What is required – Rewrite all of the items below, replacing every occurrence of "Target" with "Label" and leaving everything else unchanged. Leave the pictures out of your answer.
━━━ Data to process ━━━
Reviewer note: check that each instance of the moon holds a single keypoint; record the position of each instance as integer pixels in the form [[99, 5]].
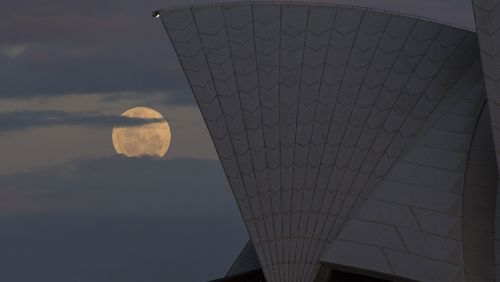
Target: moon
[[149, 139]]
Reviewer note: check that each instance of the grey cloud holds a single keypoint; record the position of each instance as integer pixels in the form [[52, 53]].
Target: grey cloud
[[119, 219], [20, 120], [80, 47]]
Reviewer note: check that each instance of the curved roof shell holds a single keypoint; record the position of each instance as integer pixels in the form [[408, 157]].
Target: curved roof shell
[[457, 13]]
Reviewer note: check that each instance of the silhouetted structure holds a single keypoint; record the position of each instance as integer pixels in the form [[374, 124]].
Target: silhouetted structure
[[354, 139]]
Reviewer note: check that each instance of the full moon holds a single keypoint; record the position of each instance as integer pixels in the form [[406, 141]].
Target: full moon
[[149, 139]]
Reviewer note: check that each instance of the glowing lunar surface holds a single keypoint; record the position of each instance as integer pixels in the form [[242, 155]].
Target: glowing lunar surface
[[149, 139]]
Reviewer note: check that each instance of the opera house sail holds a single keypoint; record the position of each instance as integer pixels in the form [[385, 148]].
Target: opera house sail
[[353, 137]]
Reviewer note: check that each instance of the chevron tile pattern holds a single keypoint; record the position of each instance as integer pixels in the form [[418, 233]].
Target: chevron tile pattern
[[487, 14], [309, 107]]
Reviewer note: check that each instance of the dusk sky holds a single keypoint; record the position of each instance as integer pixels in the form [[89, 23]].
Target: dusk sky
[[71, 209]]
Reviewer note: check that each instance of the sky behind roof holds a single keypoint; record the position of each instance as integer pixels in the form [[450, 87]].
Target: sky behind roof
[[70, 209]]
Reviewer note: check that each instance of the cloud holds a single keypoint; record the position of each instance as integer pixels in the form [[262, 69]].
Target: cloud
[[85, 47], [21, 120], [13, 51], [119, 219]]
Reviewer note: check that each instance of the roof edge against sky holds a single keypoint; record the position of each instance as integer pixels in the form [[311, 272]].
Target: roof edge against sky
[[426, 10]]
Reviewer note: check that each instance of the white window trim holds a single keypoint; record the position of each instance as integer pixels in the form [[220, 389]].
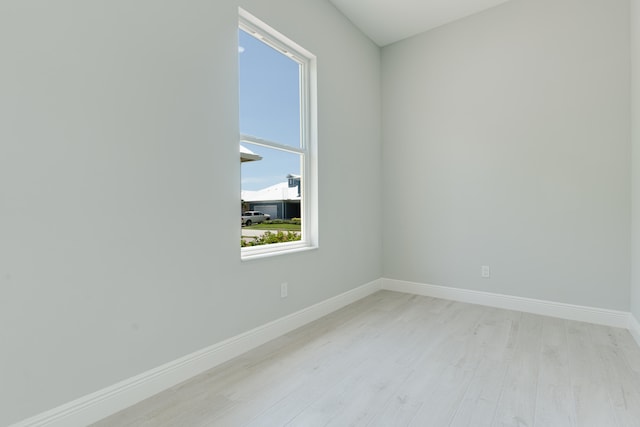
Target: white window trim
[[308, 149]]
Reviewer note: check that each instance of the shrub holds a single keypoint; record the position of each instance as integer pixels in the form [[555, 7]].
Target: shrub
[[268, 238]]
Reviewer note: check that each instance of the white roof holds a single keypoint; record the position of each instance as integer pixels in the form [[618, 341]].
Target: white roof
[[279, 191], [247, 155]]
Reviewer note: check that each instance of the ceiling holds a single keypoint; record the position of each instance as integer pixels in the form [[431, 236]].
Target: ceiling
[[388, 21]]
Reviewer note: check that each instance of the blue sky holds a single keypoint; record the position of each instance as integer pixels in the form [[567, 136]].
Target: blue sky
[[269, 109]]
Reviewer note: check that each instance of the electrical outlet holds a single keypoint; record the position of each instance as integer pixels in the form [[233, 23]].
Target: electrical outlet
[[486, 272]]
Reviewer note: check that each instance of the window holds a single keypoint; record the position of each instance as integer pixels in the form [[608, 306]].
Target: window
[[277, 141]]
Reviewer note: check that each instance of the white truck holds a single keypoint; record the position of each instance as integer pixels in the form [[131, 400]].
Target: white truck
[[254, 217]]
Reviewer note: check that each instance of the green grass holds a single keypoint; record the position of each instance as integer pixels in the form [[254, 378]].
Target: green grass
[[288, 227]]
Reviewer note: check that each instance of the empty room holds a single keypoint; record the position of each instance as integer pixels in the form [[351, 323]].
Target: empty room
[[439, 208]]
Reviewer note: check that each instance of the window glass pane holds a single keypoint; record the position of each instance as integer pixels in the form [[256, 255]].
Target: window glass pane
[[271, 185], [269, 92]]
━━━
Answer in full –
Reviewer note: check that each instance of the moon holds a single keypoint; record the position of each instance as integer pixels in the form [[99, 5]].
Label: moon
[[149, 139]]
Reviewer note: check that each instance of the grey cloud holds a single keypoint; record the position of each instance as integer pixels in the form [[52, 53]].
Label: grey cloud
[[119, 219], [20, 120], [80, 47]]
Reviewer note: check that each instance of the curved roof shell holds a single keypoint; record the position of each instance as integer pixels in the form [[408, 157]].
Label: curved roof shell
[[457, 13]]
Reviewer note: check that each instance of the silhouetted structure holds a single keypoint; record the position of each instance as integer pixels in the form [[374, 124]].
Label: silhouetted structure
[[354, 139]]
Reviewer note: check that each instance of the full moon holds a single keypoint; record the position of each instance as integer pixels in the form [[406, 141]].
Label: full moon
[[149, 139]]
Reviewer note: check that each instance of the glowing lunar surface holds a single keypoint; record the position of each instance as integer pixels in the form [[242, 155]].
Label: glowing lunar surface
[[149, 139]]
Reviewer note: check that each instance of the opera house sail holds a single keypoint; record the position of each instance as integer pixels in the form [[385, 148]].
Label: opera house sail
[[353, 137]]
Reviewer note: check that each instance of the chevron tile pattern holds a single keypoint; record the position of each instance as integer pixels in the form [[418, 233]].
Label: chevron tile pattern
[[487, 14], [309, 107]]
Reviewer note: check that each instance of the dusk sky holds a single keypoint; record the position of each instance as integer pixels in the form [[89, 23]].
Label: dusk sky
[[71, 209]]
Reviewer note: check that each instance of the sky behind roof holds a single keypoint; record the position of each instance as integer pixels in the form [[450, 87]].
Label: sky behind roof
[[70, 209]]
Reviewer note: check that each instance of the cloud holds a single keypoint; record the position of each instance as integer pixels in the form [[262, 69]].
Label: cloud
[[85, 47], [21, 120], [13, 51], [119, 219]]
Reviewer note: check that each instance of the roof edge against sky holds a single keypoint; record the position of each instance as integer pixels in the form [[311, 272]].
Label: roof edge against sky
[[426, 10]]
Reviewer note: check that each instance of the white window trim holds a single keypoint; record the position of each instance as integer pixels in the form [[220, 389]].
Label: white window trim
[[308, 149]]
Reviewer note: check that each instance of the shrub holds a single keypoint; record the position of each instance as integer pixels in the form [[555, 7]].
Label: shrub
[[268, 238]]
Reviewer note: check that each instance of the white roof holds a single keypoint; record the position of each instance as integer pixels in the form [[618, 341]].
Label: white roof
[[279, 191], [247, 155]]
Reviewer note: check that each instance of the ceiling holds a single keypoint; record the position of each instance as integer pixels in the form [[431, 236]].
Label: ceiling
[[388, 21]]
Reviewer note: check that each instance of the blue sky holds a single keypoint; record the position of each instance as integer pixels in the form [[567, 136]].
Label: blue sky
[[269, 109]]
Reviewer note: check that each instance of the electrical outlet holds a single keypoint; record the position of each instance as integer pixels in the form [[233, 23]].
Label: electrical outlet
[[486, 272]]
Reviewer note: check that each instance of the window holds a single keypoint; record the position of each instance as integer pixels in the form [[608, 306]].
Label: window
[[277, 141]]
Reviewer note: check that each instance of the white truck holds a single keypoint; record the position of each instance as integer pixels in the form [[131, 400]].
Label: white truck
[[254, 217]]
Reviewer note: check that each instance of the green grass holds a single keypoint; record the position of each instance as integer pixels in the form [[254, 378]].
Label: green grass
[[288, 227]]
Reviewer note: check that each instance of the empty room holds a single keypoint; record the position of each instance as integer pixels in the form [[351, 323]].
Label: empty room
[[439, 208]]
Reviewer note: check that each instance of the window glass pane holds a single keypoint; record the position of each instance as integer pixels in the form [[256, 255]].
Label: window glass pane
[[271, 185], [269, 92]]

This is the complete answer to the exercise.